> [Entries shown]

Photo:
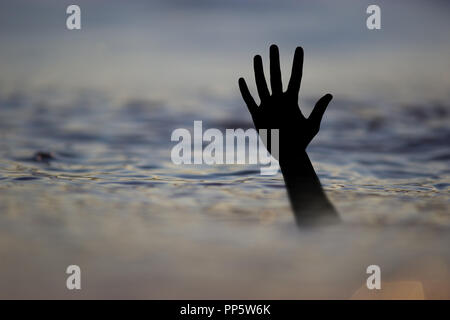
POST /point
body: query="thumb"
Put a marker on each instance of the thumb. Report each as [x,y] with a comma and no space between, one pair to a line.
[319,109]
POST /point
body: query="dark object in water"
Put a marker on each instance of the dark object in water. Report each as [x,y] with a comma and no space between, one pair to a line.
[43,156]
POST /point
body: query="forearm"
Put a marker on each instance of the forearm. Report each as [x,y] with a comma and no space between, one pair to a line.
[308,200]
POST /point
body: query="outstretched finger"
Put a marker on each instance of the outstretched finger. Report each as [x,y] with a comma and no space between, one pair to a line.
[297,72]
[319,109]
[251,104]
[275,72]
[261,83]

* * *

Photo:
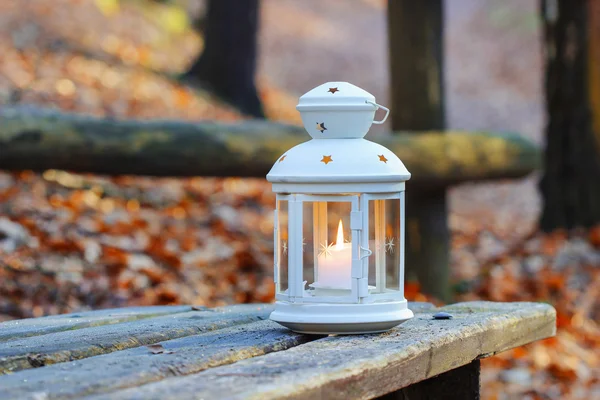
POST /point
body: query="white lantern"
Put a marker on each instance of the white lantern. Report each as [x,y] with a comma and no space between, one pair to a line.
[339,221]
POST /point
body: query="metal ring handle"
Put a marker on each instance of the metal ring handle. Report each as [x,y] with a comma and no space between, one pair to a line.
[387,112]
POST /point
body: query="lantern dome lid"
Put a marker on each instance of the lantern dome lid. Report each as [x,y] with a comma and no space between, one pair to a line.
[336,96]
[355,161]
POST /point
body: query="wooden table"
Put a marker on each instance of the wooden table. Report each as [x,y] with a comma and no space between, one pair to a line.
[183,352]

> [Problem to solve] List every line in the listing above that contains the string "body", copying each such line in full.

> [Answer for the task]
body: query="thumb"
body: query="dark object in water"
body: query="forearm"
body: query="outstretched finger"
body: query="white lantern"
body: query="metal ring handle"
body: query="lantern dome lid"
body: query="wooden table"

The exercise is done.